* THE REQUEST:
Return each line in the material below that contains the string "gray".

(A block of data)
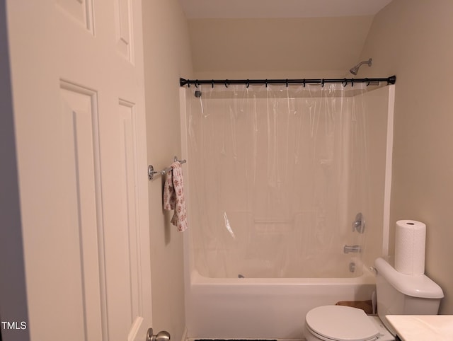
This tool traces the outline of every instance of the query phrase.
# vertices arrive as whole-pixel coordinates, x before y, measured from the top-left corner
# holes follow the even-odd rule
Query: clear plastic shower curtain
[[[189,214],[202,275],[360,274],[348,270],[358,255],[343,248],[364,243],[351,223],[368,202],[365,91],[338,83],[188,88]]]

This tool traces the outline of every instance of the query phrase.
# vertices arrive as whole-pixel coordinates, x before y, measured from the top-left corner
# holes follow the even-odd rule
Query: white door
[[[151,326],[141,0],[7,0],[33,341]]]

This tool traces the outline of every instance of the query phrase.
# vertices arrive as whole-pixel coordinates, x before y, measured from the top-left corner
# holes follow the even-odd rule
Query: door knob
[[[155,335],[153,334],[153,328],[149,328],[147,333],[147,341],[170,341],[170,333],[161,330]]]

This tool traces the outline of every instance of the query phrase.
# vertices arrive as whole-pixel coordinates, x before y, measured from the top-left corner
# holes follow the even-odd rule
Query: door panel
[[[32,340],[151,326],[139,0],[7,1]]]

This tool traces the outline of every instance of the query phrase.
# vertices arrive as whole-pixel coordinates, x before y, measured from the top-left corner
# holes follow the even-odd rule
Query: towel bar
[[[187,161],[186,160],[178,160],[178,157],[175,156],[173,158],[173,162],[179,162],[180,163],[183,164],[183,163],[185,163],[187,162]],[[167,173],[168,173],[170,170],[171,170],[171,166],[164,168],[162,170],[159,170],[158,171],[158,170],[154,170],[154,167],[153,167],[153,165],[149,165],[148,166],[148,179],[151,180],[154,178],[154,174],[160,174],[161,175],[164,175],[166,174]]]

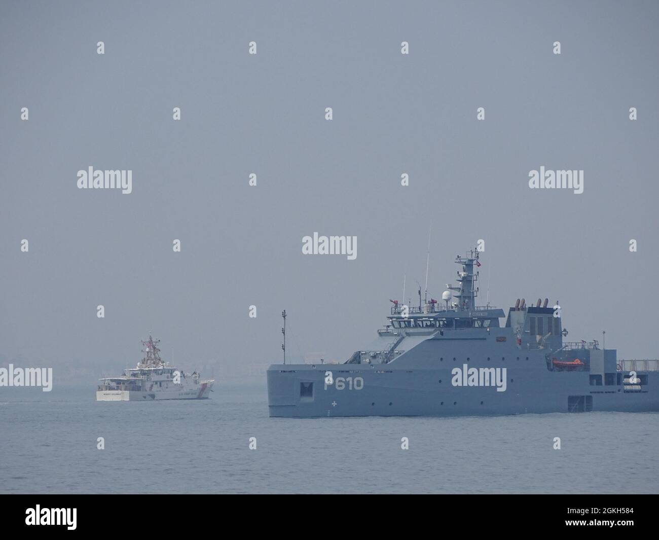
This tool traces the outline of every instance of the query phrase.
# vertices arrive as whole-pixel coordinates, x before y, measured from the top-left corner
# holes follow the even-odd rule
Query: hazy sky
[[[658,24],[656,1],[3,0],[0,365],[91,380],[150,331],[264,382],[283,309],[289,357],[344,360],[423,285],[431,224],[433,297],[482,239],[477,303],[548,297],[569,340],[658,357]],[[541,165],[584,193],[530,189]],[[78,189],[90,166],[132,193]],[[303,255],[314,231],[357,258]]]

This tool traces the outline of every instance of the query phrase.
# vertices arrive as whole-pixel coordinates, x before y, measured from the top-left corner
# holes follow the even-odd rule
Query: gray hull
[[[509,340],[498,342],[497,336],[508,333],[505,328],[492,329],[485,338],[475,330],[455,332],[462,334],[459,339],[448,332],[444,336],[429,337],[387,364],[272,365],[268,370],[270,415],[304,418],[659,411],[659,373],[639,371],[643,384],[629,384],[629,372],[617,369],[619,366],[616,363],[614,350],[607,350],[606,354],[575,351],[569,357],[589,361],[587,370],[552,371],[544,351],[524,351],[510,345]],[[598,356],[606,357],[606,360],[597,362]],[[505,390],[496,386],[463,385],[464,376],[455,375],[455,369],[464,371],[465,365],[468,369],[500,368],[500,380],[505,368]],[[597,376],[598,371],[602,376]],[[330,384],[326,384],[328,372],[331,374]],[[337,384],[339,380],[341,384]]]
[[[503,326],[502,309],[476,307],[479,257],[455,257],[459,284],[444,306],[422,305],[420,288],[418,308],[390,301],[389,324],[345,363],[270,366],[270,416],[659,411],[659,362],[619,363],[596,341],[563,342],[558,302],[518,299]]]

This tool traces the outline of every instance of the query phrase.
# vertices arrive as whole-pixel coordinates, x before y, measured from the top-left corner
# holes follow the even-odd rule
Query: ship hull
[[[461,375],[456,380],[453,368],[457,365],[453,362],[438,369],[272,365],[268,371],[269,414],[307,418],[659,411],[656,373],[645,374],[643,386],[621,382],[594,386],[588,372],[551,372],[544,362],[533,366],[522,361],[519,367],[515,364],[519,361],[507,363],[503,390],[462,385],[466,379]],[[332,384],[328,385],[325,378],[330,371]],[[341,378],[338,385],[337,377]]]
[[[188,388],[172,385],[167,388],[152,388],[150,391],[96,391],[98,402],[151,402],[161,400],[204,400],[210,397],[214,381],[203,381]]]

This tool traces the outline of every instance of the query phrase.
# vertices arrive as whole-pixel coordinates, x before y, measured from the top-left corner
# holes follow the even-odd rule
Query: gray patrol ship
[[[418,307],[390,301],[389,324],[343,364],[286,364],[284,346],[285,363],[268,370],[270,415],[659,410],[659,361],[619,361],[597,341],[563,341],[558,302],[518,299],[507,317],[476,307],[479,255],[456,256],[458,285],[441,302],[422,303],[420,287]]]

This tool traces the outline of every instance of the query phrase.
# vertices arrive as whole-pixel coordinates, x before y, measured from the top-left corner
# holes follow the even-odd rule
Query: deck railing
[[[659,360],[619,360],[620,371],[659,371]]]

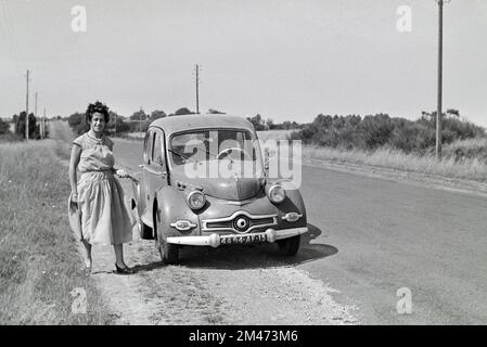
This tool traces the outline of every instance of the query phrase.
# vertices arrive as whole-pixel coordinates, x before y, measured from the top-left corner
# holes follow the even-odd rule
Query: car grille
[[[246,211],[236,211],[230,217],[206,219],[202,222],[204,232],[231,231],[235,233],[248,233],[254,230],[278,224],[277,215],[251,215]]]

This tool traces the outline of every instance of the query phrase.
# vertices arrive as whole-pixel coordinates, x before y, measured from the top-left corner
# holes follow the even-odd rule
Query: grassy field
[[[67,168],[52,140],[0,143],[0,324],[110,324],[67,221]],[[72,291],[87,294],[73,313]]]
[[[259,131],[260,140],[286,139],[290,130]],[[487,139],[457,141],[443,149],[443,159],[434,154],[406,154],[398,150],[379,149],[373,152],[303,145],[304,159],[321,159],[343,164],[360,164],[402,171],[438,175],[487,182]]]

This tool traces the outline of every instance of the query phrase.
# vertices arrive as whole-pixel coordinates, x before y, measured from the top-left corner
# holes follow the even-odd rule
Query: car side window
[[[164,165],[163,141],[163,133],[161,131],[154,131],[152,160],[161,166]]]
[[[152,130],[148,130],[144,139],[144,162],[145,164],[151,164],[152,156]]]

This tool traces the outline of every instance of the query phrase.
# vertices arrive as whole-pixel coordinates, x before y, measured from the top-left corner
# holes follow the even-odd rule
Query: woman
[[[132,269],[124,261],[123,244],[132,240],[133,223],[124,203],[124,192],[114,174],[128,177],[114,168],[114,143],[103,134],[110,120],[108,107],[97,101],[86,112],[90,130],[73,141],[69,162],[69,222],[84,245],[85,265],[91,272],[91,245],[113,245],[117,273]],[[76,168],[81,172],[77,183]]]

* WRITTEN SOLUTION:
Query: gray hull
Query: gray patrol ship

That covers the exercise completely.